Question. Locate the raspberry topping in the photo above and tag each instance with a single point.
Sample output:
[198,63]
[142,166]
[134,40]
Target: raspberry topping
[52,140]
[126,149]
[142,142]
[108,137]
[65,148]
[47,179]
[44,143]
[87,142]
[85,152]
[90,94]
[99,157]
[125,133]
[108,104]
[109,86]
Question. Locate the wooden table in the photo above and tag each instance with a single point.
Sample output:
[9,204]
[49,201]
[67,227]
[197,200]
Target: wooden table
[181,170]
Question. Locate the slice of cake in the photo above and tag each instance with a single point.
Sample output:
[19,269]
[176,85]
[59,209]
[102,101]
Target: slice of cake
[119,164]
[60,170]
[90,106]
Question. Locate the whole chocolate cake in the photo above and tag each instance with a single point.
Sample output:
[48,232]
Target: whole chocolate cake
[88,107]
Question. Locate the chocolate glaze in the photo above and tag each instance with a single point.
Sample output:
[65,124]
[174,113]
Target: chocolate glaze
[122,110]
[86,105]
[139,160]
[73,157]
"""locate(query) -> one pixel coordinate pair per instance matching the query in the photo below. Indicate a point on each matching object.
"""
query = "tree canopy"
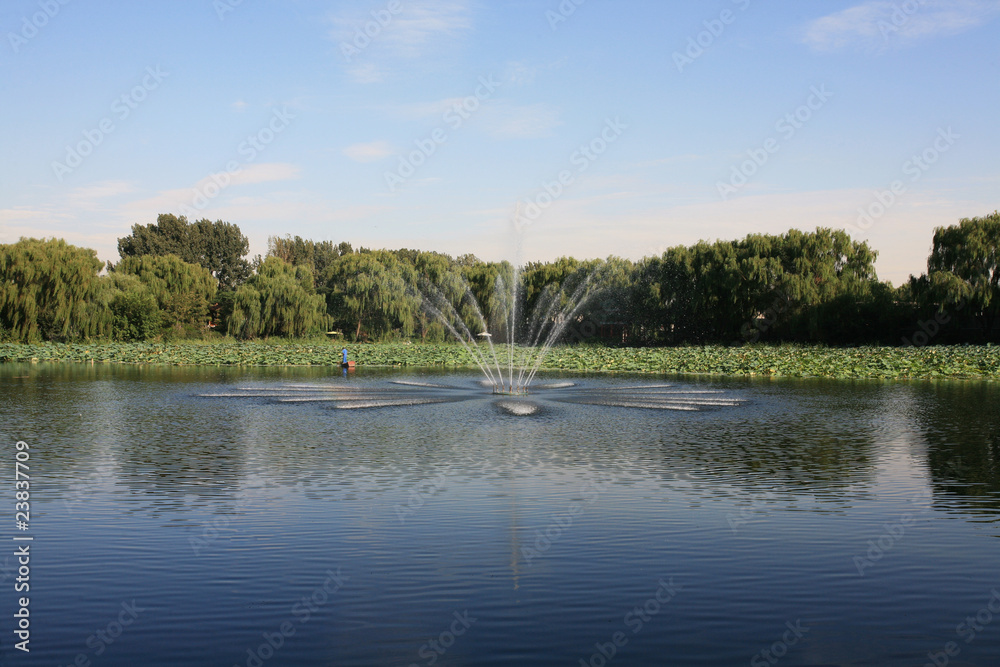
(217, 246)
(177, 277)
(50, 289)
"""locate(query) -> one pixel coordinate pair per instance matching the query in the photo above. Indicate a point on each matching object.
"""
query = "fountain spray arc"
(528, 341)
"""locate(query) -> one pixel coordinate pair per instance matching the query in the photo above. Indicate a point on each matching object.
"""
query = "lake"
(297, 516)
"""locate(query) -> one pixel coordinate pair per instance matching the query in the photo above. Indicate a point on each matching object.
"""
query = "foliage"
(135, 314)
(938, 362)
(182, 291)
(317, 256)
(49, 289)
(372, 293)
(280, 300)
(217, 246)
(964, 268)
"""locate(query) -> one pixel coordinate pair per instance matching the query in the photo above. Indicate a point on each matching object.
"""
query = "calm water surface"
(262, 517)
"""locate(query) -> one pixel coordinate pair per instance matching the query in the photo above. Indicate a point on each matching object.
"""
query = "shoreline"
(959, 362)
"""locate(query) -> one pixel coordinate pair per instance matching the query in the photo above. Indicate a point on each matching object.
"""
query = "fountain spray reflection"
(528, 338)
(408, 393)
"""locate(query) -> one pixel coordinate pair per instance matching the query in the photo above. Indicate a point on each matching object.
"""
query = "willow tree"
(372, 293)
(964, 268)
(182, 291)
(280, 300)
(49, 289)
(217, 246)
(315, 255)
(135, 314)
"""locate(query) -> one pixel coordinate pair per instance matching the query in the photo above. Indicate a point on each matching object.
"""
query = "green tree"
(183, 291)
(372, 293)
(317, 256)
(280, 300)
(50, 289)
(217, 246)
(964, 268)
(135, 314)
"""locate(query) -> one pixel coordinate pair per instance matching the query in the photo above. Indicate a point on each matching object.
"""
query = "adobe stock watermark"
(779, 649)
(302, 611)
(223, 7)
(454, 117)
(700, 43)
(635, 620)
(967, 630)
(365, 34)
(435, 648)
(565, 9)
(30, 27)
(254, 145)
(787, 126)
(582, 159)
(121, 108)
(103, 638)
(915, 168)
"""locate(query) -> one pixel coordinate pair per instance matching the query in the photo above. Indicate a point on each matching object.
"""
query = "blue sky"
(618, 127)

#### [Exercise task]
Copy the records exactly. Skip the pictures.

#### [Answer for this exercise]
Question. Locate the raspberry topping in the photo above and tag each instance with a single point.
Sample output:
[198,63]
[142,166]
[134,40]
Target: raspberry topping
[52,140]
[126,149]
[142,142]
[108,137]
[65,148]
[47,179]
[44,143]
[87,142]
[85,152]
[90,94]
[99,157]
[125,133]
[108,104]
[109,86]
Question. Locate the wooden table in the photo above and tag each instance with a single point.
Sample output:
[9,204]
[49,201]
[67,227]
[197,200]
Target: wooden table
[181,170]
Question. Locate the slice of cake in the photo above and tag each instance with a single point.
Sample output:
[19,269]
[176,85]
[59,209]
[102,101]
Target: slice of cake
[119,164]
[60,170]
[90,106]
Question. Locate the whole chocolate cake in the photo above and tag each instance with a single point.
Sample output:
[48,232]
Target: whole chocolate cake
[88,107]
Question. Locate the chocolate glaze in the photo above and tag each instance with a single point.
Sample output:
[65,124]
[174,113]
Target: chocolate glaze
[122,110]
[86,105]
[139,160]
[73,157]
"""locate(query) -> one pixel coordinate pair per instance matching the query in the photo below. Indicate a point on each matching object.
"""
query = "tree canopy"
(217, 246)
(177, 277)
(50, 289)
"""locate(query) -> one pixel coordinate pair per instance matching the query in the photo above. Indicate a point on each matching object.
"""
query = "fountain spray arc"
(528, 341)
"""locate(query) -> one pixel coordinate pair per instance matching the query in the photo above. Indicate a point on each matching object.
"""
query = "lake"
(297, 516)
"""locate(query) -> one pixel coordinate pair per instance matching the query in the photo above. Indicate a point on each matching object.
"""
query = "foliage"
(135, 314)
(938, 362)
(182, 291)
(317, 256)
(49, 289)
(372, 293)
(280, 300)
(217, 246)
(964, 268)
"""locate(query) -> one pixel coordinate pair per instance matching the query in the photo above. Indicate a point on each matching object.
"""
query = "calm water surface"
(262, 517)
"""locate(query) -> one pixel coordinate pair per instance matching the query in the photo above. Indicate a point on each matching object.
"""
query = "shoreline"
(959, 362)
"""locate(query) -> one pixel coordinate pair per instance matching the query in the photo above. Indicate a point on each matching object.
"""
query = "fountain spray reflection"
(528, 338)
(408, 393)
"""locate(query) -> one pixel coordinate pair per instance matching the query in the photo above. Indicate a point on each matching object.
"""
query = "willow tree"
(372, 293)
(964, 268)
(182, 291)
(280, 300)
(49, 289)
(217, 246)
(315, 255)
(135, 314)
"""locate(query) -> one pixel coordinate pair per instance matching the query in the photo above. Indicate a point on each matching object.
"""
query = "green tree"
(183, 291)
(372, 293)
(317, 256)
(280, 300)
(50, 289)
(217, 246)
(964, 268)
(135, 314)
"""locate(query) -> one pixel coordinate pair per instance matching the query in the photo above. Indicate a point on each matching object.
"""
query = "adobe stock watermark"
(779, 649)
(302, 611)
(223, 7)
(454, 117)
(700, 43)
(635, 620)
(967, 630)
(365, 34)
(435, 648)
(565, 9)
(30, 27)
(254, 145)
(787, 126)
(582, 159)
(121, 108)
(103, 638)
(915, 168)
"""locate(query) -> one pixel coordinate pair per instance matching the query in the photo above. Indicate a point on each matching object.
"""
query = "blue sky"
(618, 127)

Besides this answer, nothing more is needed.